>> BEGIN
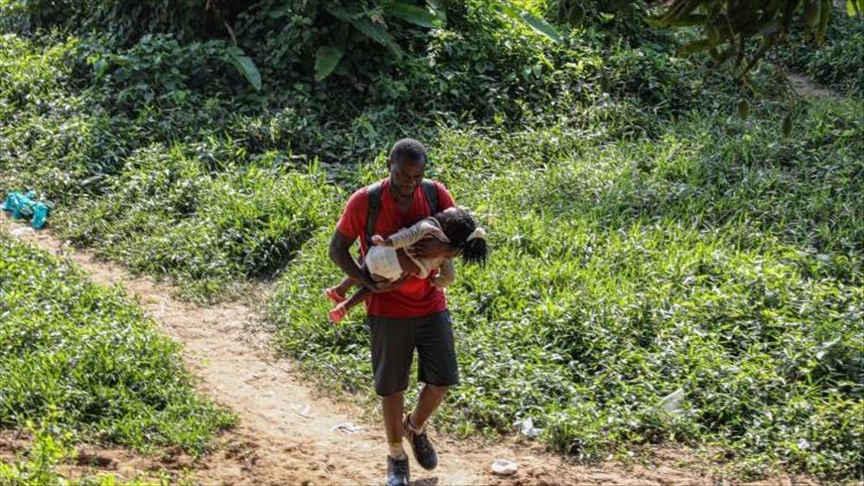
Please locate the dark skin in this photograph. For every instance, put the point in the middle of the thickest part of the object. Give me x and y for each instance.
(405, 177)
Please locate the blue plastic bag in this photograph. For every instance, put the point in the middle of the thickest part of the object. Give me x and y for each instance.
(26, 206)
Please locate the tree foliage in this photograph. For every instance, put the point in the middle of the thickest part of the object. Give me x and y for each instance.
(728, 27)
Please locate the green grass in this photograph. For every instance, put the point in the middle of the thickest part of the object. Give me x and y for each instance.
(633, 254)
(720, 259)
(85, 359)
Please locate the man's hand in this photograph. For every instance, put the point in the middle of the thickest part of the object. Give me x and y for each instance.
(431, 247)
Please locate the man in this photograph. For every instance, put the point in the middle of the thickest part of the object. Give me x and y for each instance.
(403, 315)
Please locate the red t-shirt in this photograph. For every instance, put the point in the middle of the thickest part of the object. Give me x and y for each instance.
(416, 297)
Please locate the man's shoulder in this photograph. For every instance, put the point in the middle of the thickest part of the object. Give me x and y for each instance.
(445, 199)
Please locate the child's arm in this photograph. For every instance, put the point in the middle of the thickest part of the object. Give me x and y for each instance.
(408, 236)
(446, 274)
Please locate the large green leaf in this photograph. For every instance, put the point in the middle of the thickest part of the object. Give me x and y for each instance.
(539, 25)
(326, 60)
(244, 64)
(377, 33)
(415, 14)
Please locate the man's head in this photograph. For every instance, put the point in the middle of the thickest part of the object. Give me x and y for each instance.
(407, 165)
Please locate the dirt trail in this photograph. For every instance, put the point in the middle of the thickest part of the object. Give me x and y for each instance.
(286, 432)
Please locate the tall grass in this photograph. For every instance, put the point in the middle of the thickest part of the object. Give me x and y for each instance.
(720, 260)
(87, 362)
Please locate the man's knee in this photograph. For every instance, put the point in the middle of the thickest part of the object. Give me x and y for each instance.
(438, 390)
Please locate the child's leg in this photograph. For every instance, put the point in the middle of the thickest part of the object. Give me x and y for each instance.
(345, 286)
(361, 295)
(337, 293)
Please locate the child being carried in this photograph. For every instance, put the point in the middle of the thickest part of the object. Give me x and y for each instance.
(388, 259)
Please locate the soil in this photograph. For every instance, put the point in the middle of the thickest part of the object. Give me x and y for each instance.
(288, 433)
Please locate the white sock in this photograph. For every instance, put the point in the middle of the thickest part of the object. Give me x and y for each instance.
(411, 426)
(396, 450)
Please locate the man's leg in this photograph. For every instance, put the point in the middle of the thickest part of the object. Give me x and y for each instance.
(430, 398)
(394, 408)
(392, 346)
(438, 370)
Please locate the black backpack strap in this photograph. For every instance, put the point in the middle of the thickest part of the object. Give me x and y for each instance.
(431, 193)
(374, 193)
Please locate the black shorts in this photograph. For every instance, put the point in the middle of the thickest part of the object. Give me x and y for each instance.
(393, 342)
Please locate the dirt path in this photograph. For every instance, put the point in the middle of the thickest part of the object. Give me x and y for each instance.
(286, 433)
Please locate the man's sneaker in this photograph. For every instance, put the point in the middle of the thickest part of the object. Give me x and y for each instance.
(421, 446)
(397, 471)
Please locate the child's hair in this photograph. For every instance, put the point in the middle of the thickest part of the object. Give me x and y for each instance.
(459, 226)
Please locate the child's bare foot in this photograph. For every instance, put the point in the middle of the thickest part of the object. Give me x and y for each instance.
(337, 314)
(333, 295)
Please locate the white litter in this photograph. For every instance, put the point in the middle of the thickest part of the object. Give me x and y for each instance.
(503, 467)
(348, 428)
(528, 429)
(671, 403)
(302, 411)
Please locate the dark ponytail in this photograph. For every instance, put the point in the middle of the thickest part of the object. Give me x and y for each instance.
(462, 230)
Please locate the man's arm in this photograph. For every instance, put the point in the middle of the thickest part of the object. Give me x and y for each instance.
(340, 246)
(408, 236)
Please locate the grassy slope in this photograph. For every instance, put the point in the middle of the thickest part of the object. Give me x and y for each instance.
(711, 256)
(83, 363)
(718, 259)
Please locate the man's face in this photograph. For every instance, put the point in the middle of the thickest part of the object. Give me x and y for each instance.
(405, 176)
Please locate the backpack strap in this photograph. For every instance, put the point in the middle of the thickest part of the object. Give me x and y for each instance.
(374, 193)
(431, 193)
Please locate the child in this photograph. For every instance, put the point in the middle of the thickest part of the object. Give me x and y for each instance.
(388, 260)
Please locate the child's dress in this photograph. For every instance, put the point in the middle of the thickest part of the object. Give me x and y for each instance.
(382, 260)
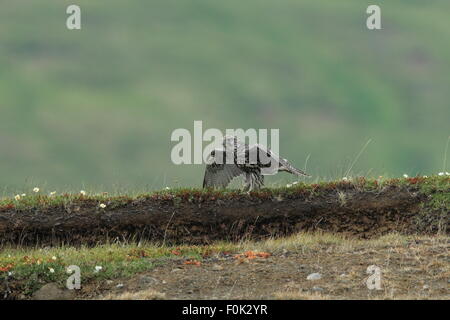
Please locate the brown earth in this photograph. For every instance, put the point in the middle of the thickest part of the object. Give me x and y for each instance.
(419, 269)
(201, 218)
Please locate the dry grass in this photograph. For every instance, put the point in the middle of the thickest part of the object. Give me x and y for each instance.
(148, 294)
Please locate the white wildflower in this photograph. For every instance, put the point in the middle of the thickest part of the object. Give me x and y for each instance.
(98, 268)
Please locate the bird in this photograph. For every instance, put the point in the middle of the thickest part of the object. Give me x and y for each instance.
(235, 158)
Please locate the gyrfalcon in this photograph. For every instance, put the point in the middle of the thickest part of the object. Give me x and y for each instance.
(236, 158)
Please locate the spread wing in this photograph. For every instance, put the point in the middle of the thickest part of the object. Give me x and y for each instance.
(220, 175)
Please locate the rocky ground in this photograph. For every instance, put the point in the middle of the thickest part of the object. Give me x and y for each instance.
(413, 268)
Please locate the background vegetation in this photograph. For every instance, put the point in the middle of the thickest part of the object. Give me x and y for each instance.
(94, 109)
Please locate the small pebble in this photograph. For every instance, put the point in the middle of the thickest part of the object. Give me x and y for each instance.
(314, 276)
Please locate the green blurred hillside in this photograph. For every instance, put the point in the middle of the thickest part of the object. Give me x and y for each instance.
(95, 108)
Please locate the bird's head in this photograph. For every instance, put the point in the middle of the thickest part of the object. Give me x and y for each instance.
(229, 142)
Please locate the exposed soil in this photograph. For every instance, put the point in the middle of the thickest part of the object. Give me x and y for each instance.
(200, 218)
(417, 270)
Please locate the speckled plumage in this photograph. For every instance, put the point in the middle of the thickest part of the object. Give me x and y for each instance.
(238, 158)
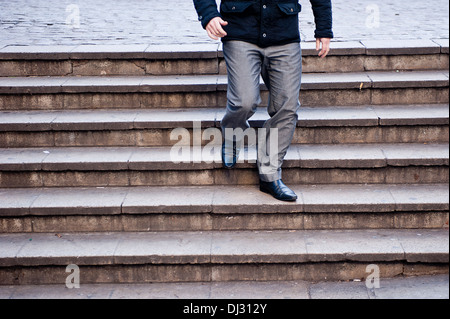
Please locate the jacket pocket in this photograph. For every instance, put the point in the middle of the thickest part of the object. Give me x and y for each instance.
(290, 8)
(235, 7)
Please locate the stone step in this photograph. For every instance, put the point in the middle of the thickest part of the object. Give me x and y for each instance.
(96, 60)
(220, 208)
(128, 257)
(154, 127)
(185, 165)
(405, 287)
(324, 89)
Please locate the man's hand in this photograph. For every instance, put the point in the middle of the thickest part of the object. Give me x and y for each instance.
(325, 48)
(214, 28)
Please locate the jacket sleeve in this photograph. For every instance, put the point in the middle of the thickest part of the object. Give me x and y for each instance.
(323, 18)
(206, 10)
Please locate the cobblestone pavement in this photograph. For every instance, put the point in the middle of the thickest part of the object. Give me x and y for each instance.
>> END
(WHAT IS EXPECTED)
Write every record out again exactly; no pictures belong in the copy.

(SOLUTION TO THE EXERCISE)
Please locate the dark skin in this photograph. For every instance, put the point in the middle of the thickest part of the object. Give me x and y for each instance.
(405, 177)
Please locate the blue plastic bag in this photograph. For every instance, put the point in the middle of the thickest part of the object. Give me x and y for each instance.
(26, 206)
Please locate the tree foliage in this photograph. For every instance, put the point in the middle of the thickest part of the object. Give me x and y for each instance.
(728, 27)
Please locate the green grass in this photograph. For every instance, put the point in the middle of the thickest part of the object. Give me x and y for each instance.
(633, 254)
(720, 259)
(85, 359)
Please locate the man's hand in this photograph. For every instance, put the point in the middle of the thickest part of the object. Give me x and y for each instance.
(431, 247)
Please locate the man in this photograph. For every instance, put the point in the middle of the thickest part of the object. Give me x and y for each instance.
(403, 315)
Please locate the red t-shirt in this photograph. For every instance, put the point in the middle of the thickest part of the object. Give me x and y for each instance.
(416, 297)
Please locate the man's shoulder in this photograph. For every instance, put the point in the middle of the thickest part of the object. Give me x and y for each instance.
(445, 199)
Please locate the child's arm in this photograph. For every instance, put the point in the middle of the thickest part of the object. Give me x and y for each instance.
(408, 236)
(446, 274)
Please locate the large green leaf in this photograph. For every instance, put the point in the middle of the thickest part of the object. Give me x and y for each instance.
(539, 25)
(326, 60)
(244, 64)
(377, 33)
(415, 14)
Please locate the man's head in this photograph. For every instance, put the point in the middle of the thickest part of the object. Give me x and y for each instance.
(407, 165)
Please locate the dirt trail in this photograph. For every instance, put the point in the middle of the thickest part of the object. Give me x and y for each instance.
(286, 432)
Please locate the tall grass in this photograph. For every instance, put the point in the middle of the thickest part of the object. Give me x and y for each instance.
(720, 260)
(87, 362)
Please locate the man's knee in this photograph. For every instance, put the point in the middle of the thickest part of the object. Give me x and y for each instance.
(438, 390)
Please locate the child's leg in this photograph. For every instance, put the point in the middle of the thickest part of the object. Give me x and y for each instance.
(345, 286)
(361, 295)
(337, 293)
Please locate the child being carried in this photograph. For every instance, put the point in the middle of the thickest part of the object. Give me x and y for each instance.
(388, 259)
Please locate the soil in this photograph. For every instance, put the point in the middle of the thickest part of the object. Give me x and y for each instance.
(288, 433)
Please locate the white sock in this photograph. For every instance, put the point in the middle of the thickest part of the object. Give me x and y for each instance.
(411, 426)
(396, 450)
Please locate the man's leg in this photograph. For every instance, put the point in the middle of the thickest part of the object. Give me x and y for each instance.
(430, 398)
(394, 408)
(392, 346)
(438, 370)
Please locate the black backpack strap in this photograph. For every instance, put the point in the middle of the thickest part of the object. Give me x and y for each instance.
(431, 193)
(374, 193)
Please locate the black shorts in this photograph. For every instance, put the point in the middle of the thickest part of the object. Give me x and y for each instance.
(393, 342)
Please locate the dirt path in this photograph. For every instance, put the point in the middle of the thickest part of the object. Give me x and y for each instance.
(286, 433)
Please locate the man's sneaker in this photograph. For every instance, put the point in the middle of the thickest part of the object. Give me x and y for each instance.
(421, 446)
(397, 471)
Please locate the child's hair in this photograph. For every instance, put the point in the middle of the thickest part of the object. Give me x and y for each instance.
(459, 226)
Please locate the child's bare foot in this photograph. For every instance, put the point in the middle of the thickest part of the object. Give me x and y for each instance.
(337, 314)
(333, 295)
Please locate the white litter in this photograph. For every instance, put the point in the middle of the thickest part of the object. Give me x and y for each instance.
(503, 467)
(348, 428)
(528, 429)
(671, 403)
(302, 411)
Please locate the dark ponytail in this photograph. For every instance, put the point in the middle of the thickest part of the object. Give me x and y for each instance.
(462, 230)
Please locate the man's arm in this photograph. For every instance, put the point in the middle of the thickest part of the object. Give me x and y for each instance.
(340, 246)
(408, 236)
Please locate the grassy slope in this photograph. For every instance, put the point in the middle of the thickest part of the object. Give me x and y for each instance.
(711, 256)
(83, 363)
(718, 259)
Please locate the man's face in this photograph. For every instance, put the point in the middle of the thickest part of the object. Give me x and y for each instance.
(405, 176)
Please locate the backpack strap in this photograph. For every instance, put the point in the middle of the thickest part of the object. Give me x and y for each instance.
(374, 193)
(431, 193)
Please locate the child in this photograph. For every instance, put the point in the middle of the thickest part of the object. Give me x and y for each instance.
(388, 260)
Please locate the child's dress in this photograph. For every instance, put the point in the middle of the thickest part of the object. Give me x and y for each instance.
(382, 260)
Please locate the brown earth in this photograph. For every instance, put the point in the middle of the thickest part of the object. Give me x and y for each instance.
(419, 269)
(201, 218)
Please locate the dry grass in this photograph. For every instance, put the point in the middle of the thickest part of the object. Give me x and y for each instance.
(148, 294)
Please locate the white wildflower in this photograph. For every instance, put the point in the middle of the thickest part of the object. Give me x and y for each instance.
(98, 268)
Please locate the bird in this photograph. For every instance, put the point in the middle of the thickest part of the object. Give me x and y for each instance.
(235, 158)
Please locate the gyrfalcon in this photograph. For every instance, put the point in the middle of the thickest part of the object. Give me x and y for each instance.
(236, 158)
Please locate the spread wing in this photograph. For every instance, put the point in the middle of the thickest part of the object. Give me x and y for each instance.
(220, 175)
Please locate the rocky ground in this photograph. For every instance, put the point in the middle of the thickest part of the object. Give me x and y for each instance.
(413, 268)
Please locate the background vegetation in this photograph. For every instance, put the point in the middle of the thickest part of the object. Give me x and y for each instance.
(94, 109)
Please locate the small pebble in this photograph. For every instance, put the point in the middle of the thickest part of the object. Give me x and y for each instance.
(314, 276)
Please locate the green blurred hillside in this photograph. For every instance, put the point in the middle of the thickest part of the object. Give me x and y for each instance.
(95, 108)
Please locate the bird's head in this photograph. For every instance, put the point in the middle of the thickest part of the object. Give me x and y for each instance.
(229, 142)
Please locate the exposed soil in this photograph. For every instance, put the point in the middle of the thickest part of the object. Give me x and y for each instance.
(200, 218)
(417, 270)
Please locate the speckled plumage in this photograph. For every instance, put the point in the middle of the thickest part of the object. Give me x and y for each instance.
(238, 158)
Please locate the jacket pocket in this photograph. For every instance, put the point in the middle of the thickest part of the object. Give me x and y for each instance.
(290, 8)
(235, 7)
Please locate the stone step in this photograph. For every instance, put the point in the middle of the thickest part of the object. Give me x and y for each instance.
(96, 60)
(220, 208)
(128, 257)
(154, 127)
(185, 165)
(405, 287)
(324, 89)
Please locate the man's hand in this photograph. For every instance, put the point in the middle of the thickest part of the object. Give me x and y for each instance.
(325, 48)
(214, 28)
Please locate the jacket sleeve in this photograph. For every instance, put the point in the middle of the thickest part of the object. Give me x and y for each instance.
(323, 18)
(206, 10)
Please locate the cobblestone pavement in this photograph. For every instance, put the point in the middle of the thickest part of the object. Give me x and y for each instance.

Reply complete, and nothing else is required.